- _Passage to read_:

━━━━━━

By John Morris

The basic principles remain the same for married dads as for single ones, with one major difference. Whether you have full or partial custody of your kids, you’ll have less time with them than two-parent families.


Make a promise yourself to compensate every negative comment with five positive ones. More than anyone, you have the ability to shape your kids’ view of themselves;

Harness technology: Your kids are likely to be at least as internet-savvy as you. You can use e-mail or SMS, as well as sending them cards, tapes, or photo albums you compile of the times you’re able to spend together;


Get help: Don’t be afraid to ask relatives to lend a hand where appropriate. If you’re tired and overworked, you might be better off taking a break and leaving the kids with granny for an hour while you go for a run;


Keep your promises: Whatever their age, kids know what commitment is. One broken promise will break down all the credibility built by five kept ones. Your kids need to be able to count on you;

Watch your mouth: Never say anything bad about their mother and never let them overhear you doing so;

Spend time face-to-face: Make a point of spending time with each child individually. This needn’t be seem like counseling: you can go fishing, cycling, hiking or walking. It’ll do more to create strong bonds than any time spent participating in child-centred group activities. One rule no TV;

Learn to listen, show them how: Help your kids to learn to express their feelings in acceptable ways, such as: “I can understand why you’re upset. You’re allowed to talk about it, but not to hurt someone or break something because you’re feeling cross”. The best way to do this is to have self-control. You should set parameters and an example.

━━━━━━

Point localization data
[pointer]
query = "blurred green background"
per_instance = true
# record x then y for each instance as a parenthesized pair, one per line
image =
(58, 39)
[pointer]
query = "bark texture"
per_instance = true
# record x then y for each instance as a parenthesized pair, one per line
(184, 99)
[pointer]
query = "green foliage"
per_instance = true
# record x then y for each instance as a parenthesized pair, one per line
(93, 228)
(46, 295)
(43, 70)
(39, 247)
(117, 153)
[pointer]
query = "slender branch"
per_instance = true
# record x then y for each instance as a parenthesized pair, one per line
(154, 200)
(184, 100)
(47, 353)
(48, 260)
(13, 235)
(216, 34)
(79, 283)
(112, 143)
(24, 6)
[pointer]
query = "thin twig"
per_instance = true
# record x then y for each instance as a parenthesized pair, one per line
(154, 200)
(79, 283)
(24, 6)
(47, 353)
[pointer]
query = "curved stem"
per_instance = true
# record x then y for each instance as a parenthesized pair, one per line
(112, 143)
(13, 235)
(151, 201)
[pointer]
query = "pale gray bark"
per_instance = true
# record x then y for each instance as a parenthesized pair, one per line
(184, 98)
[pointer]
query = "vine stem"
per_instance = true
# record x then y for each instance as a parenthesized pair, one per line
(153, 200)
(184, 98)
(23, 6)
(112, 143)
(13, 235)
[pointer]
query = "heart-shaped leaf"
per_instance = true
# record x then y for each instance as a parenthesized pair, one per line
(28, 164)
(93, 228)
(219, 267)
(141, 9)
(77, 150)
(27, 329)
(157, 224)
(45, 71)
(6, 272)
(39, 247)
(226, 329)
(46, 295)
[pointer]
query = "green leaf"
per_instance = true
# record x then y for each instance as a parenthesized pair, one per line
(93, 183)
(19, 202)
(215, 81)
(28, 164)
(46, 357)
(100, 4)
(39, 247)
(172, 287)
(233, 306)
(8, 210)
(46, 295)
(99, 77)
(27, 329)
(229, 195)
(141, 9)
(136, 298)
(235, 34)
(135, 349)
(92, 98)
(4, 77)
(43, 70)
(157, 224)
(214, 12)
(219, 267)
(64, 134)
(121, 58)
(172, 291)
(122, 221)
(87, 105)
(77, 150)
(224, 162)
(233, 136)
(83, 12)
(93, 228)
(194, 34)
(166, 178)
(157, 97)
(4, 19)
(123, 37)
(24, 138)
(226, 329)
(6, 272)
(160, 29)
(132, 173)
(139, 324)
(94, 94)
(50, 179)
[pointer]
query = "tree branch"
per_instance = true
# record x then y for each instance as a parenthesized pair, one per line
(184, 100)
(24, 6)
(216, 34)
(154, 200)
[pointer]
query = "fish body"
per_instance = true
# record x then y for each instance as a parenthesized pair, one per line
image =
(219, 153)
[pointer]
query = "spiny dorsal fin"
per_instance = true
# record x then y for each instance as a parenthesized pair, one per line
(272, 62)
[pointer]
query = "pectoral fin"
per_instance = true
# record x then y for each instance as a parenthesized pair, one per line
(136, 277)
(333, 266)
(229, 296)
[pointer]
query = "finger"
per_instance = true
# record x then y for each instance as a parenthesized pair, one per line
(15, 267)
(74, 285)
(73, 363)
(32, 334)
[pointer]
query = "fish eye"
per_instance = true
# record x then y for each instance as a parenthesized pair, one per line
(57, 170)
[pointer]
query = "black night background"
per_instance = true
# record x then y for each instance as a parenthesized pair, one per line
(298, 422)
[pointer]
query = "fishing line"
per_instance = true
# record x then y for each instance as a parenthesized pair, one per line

━━━━━━

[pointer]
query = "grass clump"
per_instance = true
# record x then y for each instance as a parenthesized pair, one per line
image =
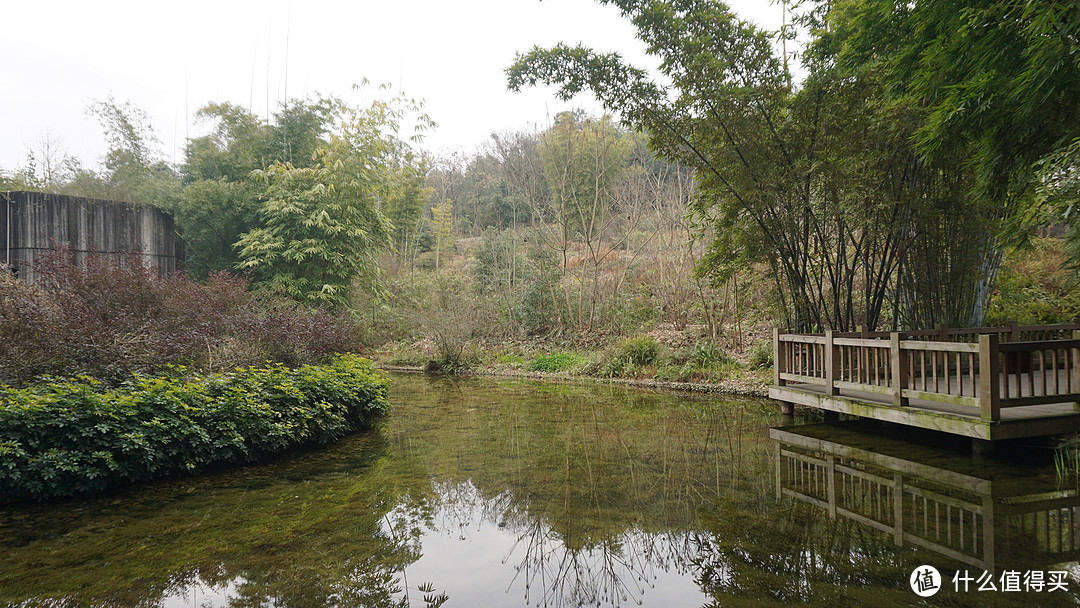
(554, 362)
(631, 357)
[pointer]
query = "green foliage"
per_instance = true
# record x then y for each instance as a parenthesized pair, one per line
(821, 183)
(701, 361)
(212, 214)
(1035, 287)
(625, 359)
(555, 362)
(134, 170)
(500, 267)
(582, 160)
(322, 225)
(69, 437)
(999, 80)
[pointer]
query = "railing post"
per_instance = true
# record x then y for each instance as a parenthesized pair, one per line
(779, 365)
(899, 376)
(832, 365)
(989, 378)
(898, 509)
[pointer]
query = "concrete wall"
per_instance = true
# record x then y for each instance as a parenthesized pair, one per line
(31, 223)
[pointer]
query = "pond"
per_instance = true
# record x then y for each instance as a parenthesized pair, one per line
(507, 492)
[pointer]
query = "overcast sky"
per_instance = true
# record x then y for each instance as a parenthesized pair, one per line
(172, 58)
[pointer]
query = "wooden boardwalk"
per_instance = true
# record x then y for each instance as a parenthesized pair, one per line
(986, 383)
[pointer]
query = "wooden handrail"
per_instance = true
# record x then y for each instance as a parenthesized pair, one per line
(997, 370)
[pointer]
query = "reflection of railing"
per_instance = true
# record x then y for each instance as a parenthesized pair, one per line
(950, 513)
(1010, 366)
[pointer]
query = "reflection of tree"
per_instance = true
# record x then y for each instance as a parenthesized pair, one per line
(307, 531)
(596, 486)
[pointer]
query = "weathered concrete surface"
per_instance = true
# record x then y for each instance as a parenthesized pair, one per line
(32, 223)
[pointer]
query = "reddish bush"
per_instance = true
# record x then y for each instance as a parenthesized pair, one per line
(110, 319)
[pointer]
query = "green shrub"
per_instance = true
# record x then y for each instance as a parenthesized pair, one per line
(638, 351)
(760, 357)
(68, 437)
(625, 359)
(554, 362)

━━━━━━

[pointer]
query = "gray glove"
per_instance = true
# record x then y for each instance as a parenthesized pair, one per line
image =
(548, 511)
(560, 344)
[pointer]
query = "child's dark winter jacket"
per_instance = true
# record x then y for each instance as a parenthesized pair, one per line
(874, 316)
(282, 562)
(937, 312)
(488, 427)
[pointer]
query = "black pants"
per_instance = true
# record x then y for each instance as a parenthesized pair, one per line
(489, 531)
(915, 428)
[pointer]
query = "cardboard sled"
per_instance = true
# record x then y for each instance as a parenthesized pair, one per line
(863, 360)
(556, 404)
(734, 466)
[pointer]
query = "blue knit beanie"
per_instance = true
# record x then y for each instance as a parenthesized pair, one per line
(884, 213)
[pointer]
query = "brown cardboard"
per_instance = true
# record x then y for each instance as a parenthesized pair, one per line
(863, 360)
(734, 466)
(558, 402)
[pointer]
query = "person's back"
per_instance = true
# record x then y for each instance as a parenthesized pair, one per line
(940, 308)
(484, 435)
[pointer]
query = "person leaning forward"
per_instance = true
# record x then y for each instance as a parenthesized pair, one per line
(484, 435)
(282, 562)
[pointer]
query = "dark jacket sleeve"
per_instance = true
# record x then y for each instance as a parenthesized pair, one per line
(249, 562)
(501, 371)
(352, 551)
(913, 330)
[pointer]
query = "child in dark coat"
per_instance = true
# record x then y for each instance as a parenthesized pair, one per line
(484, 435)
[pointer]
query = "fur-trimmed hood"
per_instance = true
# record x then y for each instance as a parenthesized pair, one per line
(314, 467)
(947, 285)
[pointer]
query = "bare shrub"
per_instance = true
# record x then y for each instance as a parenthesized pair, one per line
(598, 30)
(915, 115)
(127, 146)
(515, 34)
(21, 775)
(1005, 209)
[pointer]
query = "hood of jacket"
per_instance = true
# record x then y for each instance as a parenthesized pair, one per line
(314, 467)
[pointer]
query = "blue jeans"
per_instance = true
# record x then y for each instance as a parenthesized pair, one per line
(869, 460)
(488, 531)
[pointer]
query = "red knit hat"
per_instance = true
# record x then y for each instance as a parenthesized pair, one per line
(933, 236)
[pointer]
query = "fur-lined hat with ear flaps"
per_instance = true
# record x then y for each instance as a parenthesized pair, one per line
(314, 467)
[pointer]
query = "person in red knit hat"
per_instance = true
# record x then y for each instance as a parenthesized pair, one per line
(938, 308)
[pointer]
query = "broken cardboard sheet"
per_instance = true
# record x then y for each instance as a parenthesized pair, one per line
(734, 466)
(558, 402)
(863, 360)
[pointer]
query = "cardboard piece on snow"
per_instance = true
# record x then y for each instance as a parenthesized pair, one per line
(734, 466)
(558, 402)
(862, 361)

━━━━━━

- _Problems to work on_:
1. Transcribe the passage from the parenting tips for single dads that begins with the words containing "Spend time face-to-face: Make" and ends with "and an example.".
2. Answer these questions using the parenting tips for single dads.
(a) How many positive comments should make up for each negative one?
(b) Whom does the text suggest leaving the kids with for an hour while you go for a run?
(c) What is the one rule given for spending time face-to-face?

- _Responses to the exercise_:
1.
Spend time face-to-face: Make a point of spending time with each child individually. This needn’t be seem like counseling: you can go fishing, cycling, hiking or walking. It’ll do more to create strong bonds than any time spent participating in child-centred group activities. One rule no TV;

Learn to listen, show them how: Help your kids to learn to express their feelings in acceptable ways, such as: “I can understand why you’re upset. You’re allowed to talk about it, but not to hurt someone or break something because you’re feeling cross”. The best way to do this is to have self-control. You should set parameters and an example.

2.
(a) Five.
(b) Granny.
(c) No TV.